● **What you have to do**:
Report every line that contains the word "wheat", copying each such line in full.

(Entries from a labeling collection)
^^^^^^^^^^^^^^^^
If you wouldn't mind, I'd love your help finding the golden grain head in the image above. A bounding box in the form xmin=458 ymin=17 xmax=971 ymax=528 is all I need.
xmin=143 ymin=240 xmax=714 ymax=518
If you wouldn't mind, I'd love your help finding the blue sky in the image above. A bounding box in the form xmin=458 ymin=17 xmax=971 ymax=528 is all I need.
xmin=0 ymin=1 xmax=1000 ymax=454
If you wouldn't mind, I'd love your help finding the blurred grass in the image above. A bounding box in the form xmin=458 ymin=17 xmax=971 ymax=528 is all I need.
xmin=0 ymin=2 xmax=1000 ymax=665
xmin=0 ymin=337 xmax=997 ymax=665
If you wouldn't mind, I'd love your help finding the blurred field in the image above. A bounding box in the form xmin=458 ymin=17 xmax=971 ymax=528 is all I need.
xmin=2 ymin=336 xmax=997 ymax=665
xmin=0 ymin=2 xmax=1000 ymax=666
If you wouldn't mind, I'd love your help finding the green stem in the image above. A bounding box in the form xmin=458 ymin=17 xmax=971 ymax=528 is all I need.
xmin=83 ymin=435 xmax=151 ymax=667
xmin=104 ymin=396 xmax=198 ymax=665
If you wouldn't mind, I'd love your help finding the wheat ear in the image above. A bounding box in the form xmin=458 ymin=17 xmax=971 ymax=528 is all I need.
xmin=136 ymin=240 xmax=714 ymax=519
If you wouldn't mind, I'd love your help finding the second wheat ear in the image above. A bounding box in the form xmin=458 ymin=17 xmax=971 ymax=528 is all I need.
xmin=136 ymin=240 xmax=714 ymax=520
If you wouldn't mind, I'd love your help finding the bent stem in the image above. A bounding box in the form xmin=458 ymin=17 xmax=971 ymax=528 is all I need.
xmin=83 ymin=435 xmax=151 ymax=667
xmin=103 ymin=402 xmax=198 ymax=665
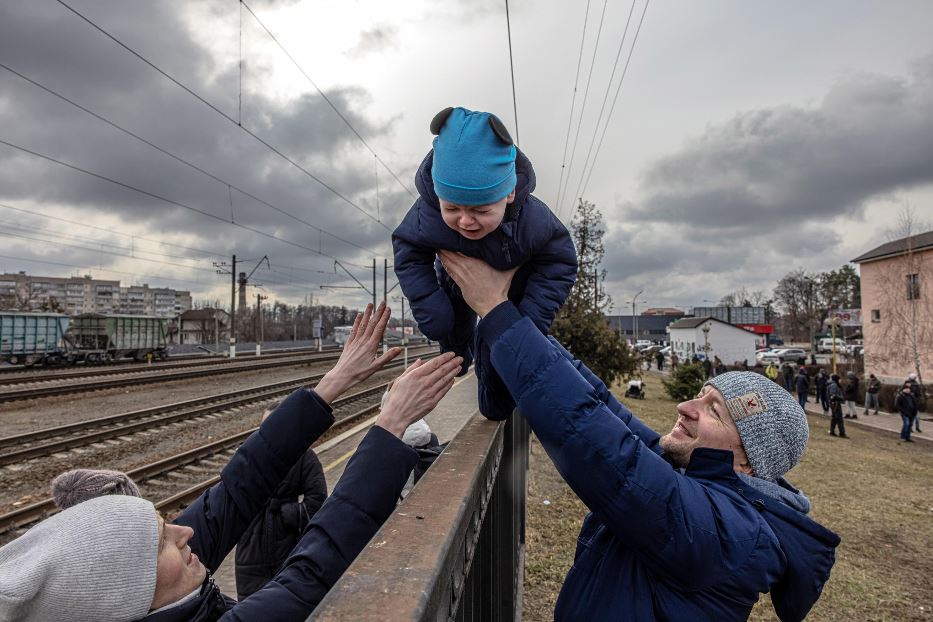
^^^^^^^^^^^^^^^^
● **Correct answer**:
If you wouldn't mind, I'd love your help finding the wheat ear in the image above. A bounding box in the form xmin=458 ymin=17 xmax=971 ymax=528 is all I need.
If you wouldn't mind, I'd love your help finding the second wheat ear in the image above. A bounding box in the form xmin=458 ymin=17 xmax=971 ymax=528 is all I need.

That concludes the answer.